• **Document text**
+ + + +
Collective Redress & Class Actions 2023 Comparisons

Last Updated November 07, 2023

Contributed By HAP

Law and Practice

Authors



HAP unites like-minded professionals notable in the legal, economic and civil life of Armenia. The firm provides practical solutions to its clients to help them achieve their goals. Under managing partner Hayk Hovhannisyan’s leadership, HAP is noted for its work in commercial litigation and international arbitration. The firm has a notable record of corporate and compliance work.

The inception of the class action mechanism within Armenia’s legal system occurred in 2018, coinciding with the adoption of the new Civil Procedure Code. Prior to this pivotal development, the preceding legal code, enacted in 1998, did not encompass the class action institution. Instead, it operated under a distinct framework known as co-accused. Pursuant to Article 30 of the 1998 Judicial Code, multiple plaintiffs, referred to as co-plaintiffs, were permitted to collectively initiate legal proceedings in civil cases. Each co-plaintiff possessed the discretion to either independently partake in the legal process or designate one among them to represent their interests, as delineated in Article 30.

The co-accused system was marked by inherent inefficiencies that hampered the effective investigation of cases. These issues encompassed the presence of autonomous positions among the array of participants, the potential incongruity between the grounds for the claim and its subject matter, the absence of limitations on co-plaintiffs regarding the factual circumstances presented during the trial, and disputes arising from divergent factual narratives. Consequently, the demands of each co-plaintiff imposed a substantial burden on the court, necessitating an autonomous examination, the determination of objections, the ascertainment of proper plaintiff status, and the overall complication of the case assessment process.

In a group lawsuit, the participation of a designated representative obviates the requirement for individual involvement by the plaintiffs. The position articulated by the representative is regarded as the collective stance of all the claimants, and any legal actions taken against the representative are considered as actions directed at the entire body of claimants.

It is imperative to acknowledge that this class action mechanism represents a relatively recent innovation in the Armenian legal framework, and its applicability is confined to civil procedure law. Notably, in 2012, a proposal to amend the legal code with regard to the introduction of the collective/group lawsuit institution was submitted for deliberation to the National Assembly of Armenia, but it was not ratified at that time.

Armenia’s class action regime is not directly based on the class action system in the United States. However, there are both similarities and differences between the two systems.

Key similarities include the following features:

  • Group litigation – both Armenia and the United States allow for group litigation, where multiple individuals with common legal interests or grievances can collectively initiate a lawsuit.
+ + + +
• **Provided information**
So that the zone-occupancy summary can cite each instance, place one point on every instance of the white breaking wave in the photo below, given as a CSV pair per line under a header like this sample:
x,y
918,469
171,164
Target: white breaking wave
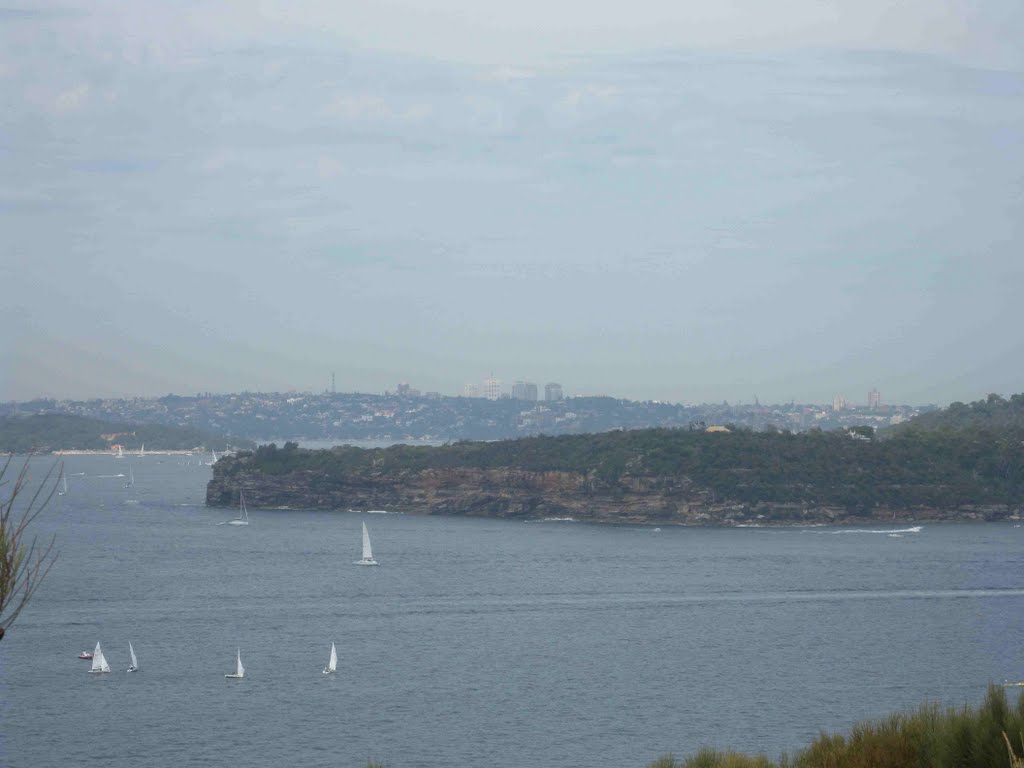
x,y
911,529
+ + + +
• **Problems**
a: According to the text on Armenia's class action regime, in what year was a proposal to introduce the collective/group lawsuit institution submitted to the National Assembly of Armenia?
b: Carry the text on Armenia's class action regime forward from its final sentence.

• **Expected answers**
a: 2012

b:
  • Efficiency and access to justice – the primary goal in both systems is to enhance the efficiency of legal proceedings and provide a mechanism for individuals who may lack the resources to pursue individual claims to seek redress for their grievances.

Key differences between the US and Armenian systems include the following:

  • Legal framework – Armenia’s class action regime operates under its specific legal framework, while the United States has its own set of federal and state rules governing class actions; legal provisions, including certification criteria, notice requirements, and class action procedures, can differ substantially.
  • Procedural rules – differences may exist in the procedural rules, such as the process for opt-in or opt-out class actions, notice requirements, settlement approval, and attorneys’ fees, between the Armenian and US class action systems.

In summary, while Armenia’s class action regime is not directly modelled on that of the United States, there are certain similarities in the fundamental concept of group litigation and the goal of enhancing access to justice. However, the specific legal provisions, processes, and cultural contexts of the two systems can result in notable differences in their implementation and operation.

This does not apply in Armenia, which is not an EU member state.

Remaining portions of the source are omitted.